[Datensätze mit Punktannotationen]
★ ★ ★ ★ ★

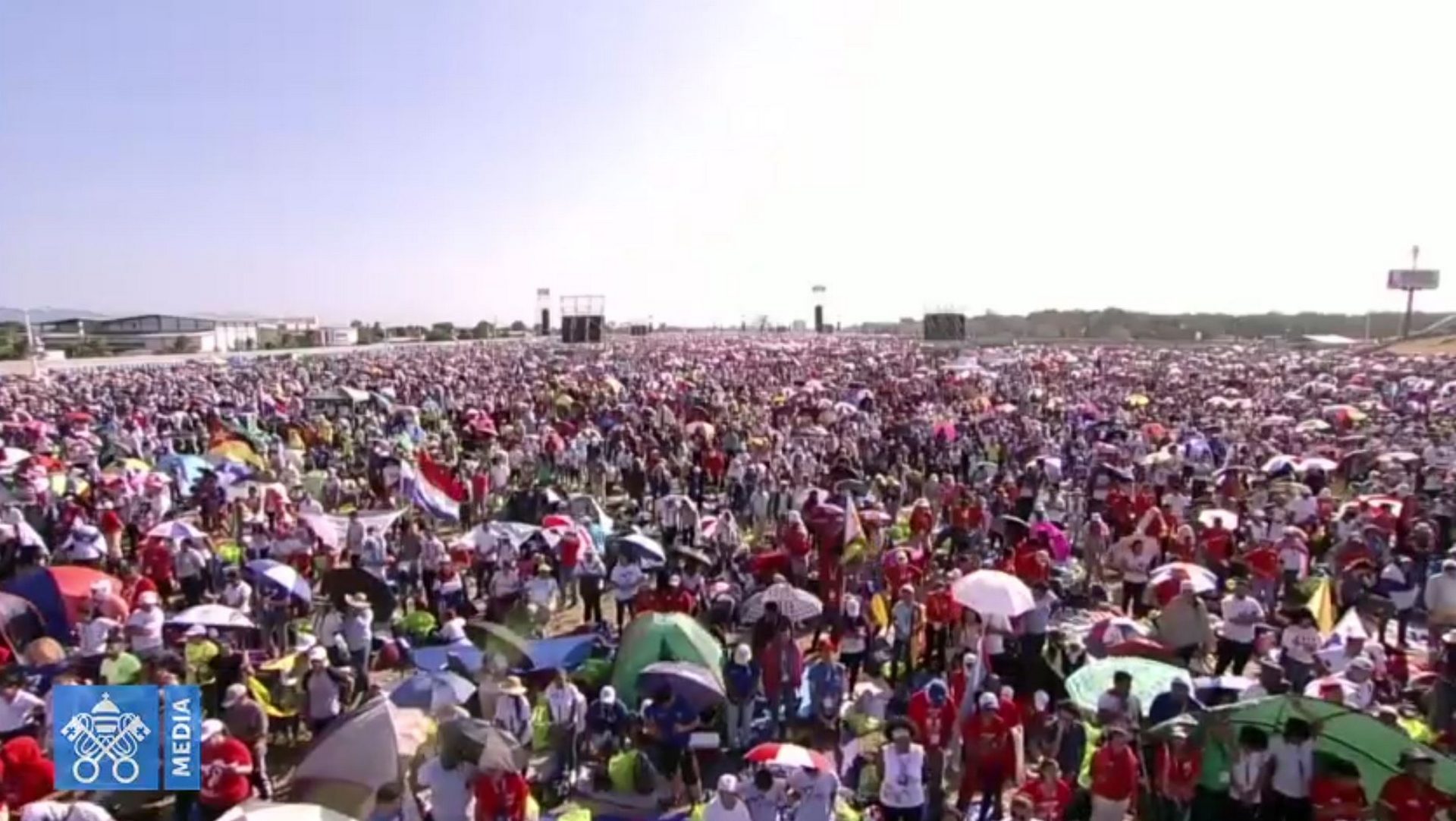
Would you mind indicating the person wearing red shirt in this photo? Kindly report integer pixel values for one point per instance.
(500, 797)
(228, 767)
(1411, 795)
(133, 586)
(156, 565)
(1178, 767)
(990, 757)
(934, 715)
(28, 775)
(1049, 794)
(1337, 794)
(940, 615)
(1114, 776)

★ ★ ★ ★ ★

[ZIEL]
Benennen Sie im gesamten Material „red shirt“ in „green jacket“ um und geben Sie alle Zeilen sonst unverändert wieder. Lassen Sie die Bilder in Ihrer Antwort weg.

[LÖSUNG DER AUFGABE]
Would you mind indicating the person wearing green jacket in this photo? Kindly report integer pixel values for one point per instance.
(500, 797)
(228, 767)
(1411, 795)
(133, 586)
(156, 565)
(1178, 767)
(990, 757)
(934, 715)
(28, 775)
(1049, 794)
(1337, 794)
(940, 615)
(1114, 776)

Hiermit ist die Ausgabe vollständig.